WHAT YOU ARE ASKED TO DO: An exact transcription is needed of the lines below from the one with "Study the scene below and determine whether any black" through the one with "Study the scene above and determine whether any white yard", with no other lines and no pictures.

=====

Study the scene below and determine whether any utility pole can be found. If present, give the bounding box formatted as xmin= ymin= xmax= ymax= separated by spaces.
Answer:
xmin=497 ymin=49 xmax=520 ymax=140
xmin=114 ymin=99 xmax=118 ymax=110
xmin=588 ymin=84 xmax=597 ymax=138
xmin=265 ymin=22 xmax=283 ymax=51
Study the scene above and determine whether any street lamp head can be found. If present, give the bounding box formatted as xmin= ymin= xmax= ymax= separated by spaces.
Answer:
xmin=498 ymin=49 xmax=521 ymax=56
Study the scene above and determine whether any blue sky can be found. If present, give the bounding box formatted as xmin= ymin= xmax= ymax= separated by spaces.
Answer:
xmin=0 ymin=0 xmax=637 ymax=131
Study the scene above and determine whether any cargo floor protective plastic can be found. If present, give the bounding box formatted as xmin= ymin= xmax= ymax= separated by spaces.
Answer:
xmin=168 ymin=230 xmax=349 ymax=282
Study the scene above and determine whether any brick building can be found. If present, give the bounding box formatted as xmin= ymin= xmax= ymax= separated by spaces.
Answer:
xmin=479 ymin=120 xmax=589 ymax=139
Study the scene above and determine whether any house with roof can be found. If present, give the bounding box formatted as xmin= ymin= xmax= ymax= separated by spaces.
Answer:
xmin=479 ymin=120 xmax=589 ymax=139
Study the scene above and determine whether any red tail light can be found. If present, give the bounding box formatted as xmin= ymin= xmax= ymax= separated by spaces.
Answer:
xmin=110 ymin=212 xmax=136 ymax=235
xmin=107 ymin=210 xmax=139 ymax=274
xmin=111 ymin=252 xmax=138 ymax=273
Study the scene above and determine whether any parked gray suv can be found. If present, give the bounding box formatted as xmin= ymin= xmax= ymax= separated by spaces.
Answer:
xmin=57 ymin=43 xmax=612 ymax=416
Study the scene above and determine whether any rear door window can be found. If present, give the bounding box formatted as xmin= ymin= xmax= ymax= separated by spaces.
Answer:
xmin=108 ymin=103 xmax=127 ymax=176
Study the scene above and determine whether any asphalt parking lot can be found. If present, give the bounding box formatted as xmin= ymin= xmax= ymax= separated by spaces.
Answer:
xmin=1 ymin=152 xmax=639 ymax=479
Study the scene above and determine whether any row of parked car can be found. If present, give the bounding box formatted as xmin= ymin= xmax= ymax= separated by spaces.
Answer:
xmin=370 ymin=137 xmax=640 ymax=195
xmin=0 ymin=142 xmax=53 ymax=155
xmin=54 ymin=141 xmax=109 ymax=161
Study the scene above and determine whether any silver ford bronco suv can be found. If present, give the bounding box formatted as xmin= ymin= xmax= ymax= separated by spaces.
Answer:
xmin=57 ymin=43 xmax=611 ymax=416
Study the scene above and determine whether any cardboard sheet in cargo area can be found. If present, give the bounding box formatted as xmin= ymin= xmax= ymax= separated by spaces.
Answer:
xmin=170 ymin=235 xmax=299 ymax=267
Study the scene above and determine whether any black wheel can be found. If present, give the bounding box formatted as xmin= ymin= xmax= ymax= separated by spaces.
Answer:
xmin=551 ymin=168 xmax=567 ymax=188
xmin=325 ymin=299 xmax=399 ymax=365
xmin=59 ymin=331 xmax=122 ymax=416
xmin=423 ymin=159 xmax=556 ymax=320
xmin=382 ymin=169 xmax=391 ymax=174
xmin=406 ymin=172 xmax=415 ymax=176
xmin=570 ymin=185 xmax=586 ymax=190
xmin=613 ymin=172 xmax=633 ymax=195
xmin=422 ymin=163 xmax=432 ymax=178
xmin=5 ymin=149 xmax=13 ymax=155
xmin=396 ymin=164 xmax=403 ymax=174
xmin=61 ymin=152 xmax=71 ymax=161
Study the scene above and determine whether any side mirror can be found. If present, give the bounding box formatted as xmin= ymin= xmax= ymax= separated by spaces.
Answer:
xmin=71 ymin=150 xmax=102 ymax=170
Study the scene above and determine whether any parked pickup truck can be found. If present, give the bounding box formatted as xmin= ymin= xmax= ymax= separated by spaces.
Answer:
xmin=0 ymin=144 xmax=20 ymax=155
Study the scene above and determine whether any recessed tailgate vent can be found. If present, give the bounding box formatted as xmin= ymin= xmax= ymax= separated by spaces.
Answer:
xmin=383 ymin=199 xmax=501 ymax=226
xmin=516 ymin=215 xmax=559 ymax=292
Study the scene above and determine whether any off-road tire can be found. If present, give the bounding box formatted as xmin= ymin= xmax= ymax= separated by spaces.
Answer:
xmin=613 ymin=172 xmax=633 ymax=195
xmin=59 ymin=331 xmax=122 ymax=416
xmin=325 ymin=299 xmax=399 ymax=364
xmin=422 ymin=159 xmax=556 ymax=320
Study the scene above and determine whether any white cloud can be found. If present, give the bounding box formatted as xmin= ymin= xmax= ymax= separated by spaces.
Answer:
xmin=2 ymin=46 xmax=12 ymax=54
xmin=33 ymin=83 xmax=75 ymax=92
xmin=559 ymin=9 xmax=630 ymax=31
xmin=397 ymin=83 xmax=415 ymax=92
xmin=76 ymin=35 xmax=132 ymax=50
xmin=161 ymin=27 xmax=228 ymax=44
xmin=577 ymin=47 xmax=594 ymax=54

=====

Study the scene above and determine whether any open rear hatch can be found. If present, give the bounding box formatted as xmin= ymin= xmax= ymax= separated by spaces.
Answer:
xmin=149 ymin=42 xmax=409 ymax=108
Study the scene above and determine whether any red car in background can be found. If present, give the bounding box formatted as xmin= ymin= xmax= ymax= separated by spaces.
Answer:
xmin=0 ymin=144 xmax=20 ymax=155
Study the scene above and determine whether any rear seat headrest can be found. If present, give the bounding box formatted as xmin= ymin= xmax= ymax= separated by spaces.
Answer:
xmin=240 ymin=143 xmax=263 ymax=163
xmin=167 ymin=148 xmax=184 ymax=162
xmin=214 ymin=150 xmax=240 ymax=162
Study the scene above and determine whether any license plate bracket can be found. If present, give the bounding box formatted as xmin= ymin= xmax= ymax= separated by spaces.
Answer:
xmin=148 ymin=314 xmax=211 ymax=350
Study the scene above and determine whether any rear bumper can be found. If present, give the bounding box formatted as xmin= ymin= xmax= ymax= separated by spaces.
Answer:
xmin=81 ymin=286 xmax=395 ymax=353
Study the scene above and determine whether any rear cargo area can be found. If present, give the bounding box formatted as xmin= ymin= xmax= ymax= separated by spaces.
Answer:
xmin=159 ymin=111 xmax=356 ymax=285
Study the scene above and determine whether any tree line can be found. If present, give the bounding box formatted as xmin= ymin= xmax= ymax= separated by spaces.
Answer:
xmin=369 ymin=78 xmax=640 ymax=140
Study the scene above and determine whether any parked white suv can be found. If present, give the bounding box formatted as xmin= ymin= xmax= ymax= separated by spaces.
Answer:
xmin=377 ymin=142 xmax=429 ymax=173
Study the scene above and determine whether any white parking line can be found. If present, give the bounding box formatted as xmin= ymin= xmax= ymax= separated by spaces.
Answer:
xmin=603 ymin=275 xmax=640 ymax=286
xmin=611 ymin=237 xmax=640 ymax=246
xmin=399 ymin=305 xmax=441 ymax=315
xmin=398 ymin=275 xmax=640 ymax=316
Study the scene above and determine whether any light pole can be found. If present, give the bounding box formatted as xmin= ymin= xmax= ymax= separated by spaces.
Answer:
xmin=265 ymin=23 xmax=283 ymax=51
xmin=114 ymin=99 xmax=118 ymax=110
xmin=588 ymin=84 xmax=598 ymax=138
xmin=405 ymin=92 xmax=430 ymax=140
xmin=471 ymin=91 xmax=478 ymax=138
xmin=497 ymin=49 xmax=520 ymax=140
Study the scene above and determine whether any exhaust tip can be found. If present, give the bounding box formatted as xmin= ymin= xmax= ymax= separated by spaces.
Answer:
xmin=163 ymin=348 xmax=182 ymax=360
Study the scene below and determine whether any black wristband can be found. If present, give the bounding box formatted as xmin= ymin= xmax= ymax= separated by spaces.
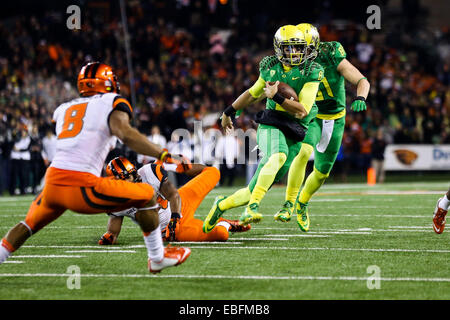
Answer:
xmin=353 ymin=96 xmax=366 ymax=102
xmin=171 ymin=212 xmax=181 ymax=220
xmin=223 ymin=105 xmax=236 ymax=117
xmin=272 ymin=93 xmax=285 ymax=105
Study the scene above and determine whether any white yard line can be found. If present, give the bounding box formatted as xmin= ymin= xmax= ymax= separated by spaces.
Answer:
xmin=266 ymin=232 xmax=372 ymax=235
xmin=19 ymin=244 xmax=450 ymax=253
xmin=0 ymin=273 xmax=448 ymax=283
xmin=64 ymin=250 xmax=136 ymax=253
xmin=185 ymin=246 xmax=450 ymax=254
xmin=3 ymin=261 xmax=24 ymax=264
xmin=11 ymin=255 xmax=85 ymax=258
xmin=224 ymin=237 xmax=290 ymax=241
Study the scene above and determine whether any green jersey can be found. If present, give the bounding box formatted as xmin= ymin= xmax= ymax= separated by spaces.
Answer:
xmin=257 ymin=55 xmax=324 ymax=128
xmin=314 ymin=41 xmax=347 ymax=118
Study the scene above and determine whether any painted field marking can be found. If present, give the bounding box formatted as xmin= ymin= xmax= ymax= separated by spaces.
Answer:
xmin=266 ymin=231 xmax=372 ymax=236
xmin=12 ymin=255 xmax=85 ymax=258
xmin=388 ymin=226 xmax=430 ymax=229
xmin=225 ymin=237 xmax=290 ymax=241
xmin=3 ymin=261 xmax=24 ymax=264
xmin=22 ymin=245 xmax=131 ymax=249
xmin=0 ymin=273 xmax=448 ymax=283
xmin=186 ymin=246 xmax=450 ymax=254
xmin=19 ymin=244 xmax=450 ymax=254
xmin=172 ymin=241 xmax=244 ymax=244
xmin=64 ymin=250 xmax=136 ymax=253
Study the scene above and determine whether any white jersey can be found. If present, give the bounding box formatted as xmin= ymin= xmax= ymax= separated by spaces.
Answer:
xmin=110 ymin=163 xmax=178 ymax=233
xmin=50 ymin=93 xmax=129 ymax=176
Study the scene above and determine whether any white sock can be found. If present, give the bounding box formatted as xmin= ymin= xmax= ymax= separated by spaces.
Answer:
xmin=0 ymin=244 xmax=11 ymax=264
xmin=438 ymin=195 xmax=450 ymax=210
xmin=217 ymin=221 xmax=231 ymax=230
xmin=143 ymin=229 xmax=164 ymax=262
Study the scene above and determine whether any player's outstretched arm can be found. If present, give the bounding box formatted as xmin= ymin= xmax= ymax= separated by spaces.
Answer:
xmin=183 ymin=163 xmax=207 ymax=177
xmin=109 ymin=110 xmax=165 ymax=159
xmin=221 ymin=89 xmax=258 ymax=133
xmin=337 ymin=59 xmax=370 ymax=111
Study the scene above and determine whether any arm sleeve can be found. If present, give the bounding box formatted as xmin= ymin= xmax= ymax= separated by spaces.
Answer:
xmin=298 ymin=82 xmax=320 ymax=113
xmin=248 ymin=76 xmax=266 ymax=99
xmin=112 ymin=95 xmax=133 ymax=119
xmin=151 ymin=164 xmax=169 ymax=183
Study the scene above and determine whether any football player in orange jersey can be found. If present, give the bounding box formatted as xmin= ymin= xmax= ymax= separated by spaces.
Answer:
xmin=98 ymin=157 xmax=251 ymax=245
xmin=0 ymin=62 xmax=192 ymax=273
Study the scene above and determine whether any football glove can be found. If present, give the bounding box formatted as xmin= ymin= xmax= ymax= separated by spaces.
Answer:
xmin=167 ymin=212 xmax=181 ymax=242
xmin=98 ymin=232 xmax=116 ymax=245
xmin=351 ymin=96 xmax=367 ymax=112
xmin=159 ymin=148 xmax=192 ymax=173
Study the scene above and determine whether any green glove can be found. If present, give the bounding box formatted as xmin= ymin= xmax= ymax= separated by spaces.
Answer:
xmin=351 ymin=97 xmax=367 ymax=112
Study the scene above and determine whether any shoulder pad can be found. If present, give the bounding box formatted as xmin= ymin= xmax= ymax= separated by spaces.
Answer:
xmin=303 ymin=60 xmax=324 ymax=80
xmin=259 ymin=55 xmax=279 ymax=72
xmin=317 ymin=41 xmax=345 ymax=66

=====

ANSWER BOX:
Study the scene below and determine whether any black wristband can be found. If present, give the bounding box formatted as xmin= ymin= xmax= ymax= separated by spaces.
Answer:
xmin=353 ymin=96 xmax=366 ymax=102
xmin=171 ymin=212 xmax=181 ymax=220
xmin=223 ymin=105 xmax=236 ymax=117
xmin=272 ymin=93 xmax=285 ymax=105
Study the scene above and determine whether any white yard line can be found. If present, give the bounding box formatted as xmin= ymin= xmax= ymax= separated by spaces.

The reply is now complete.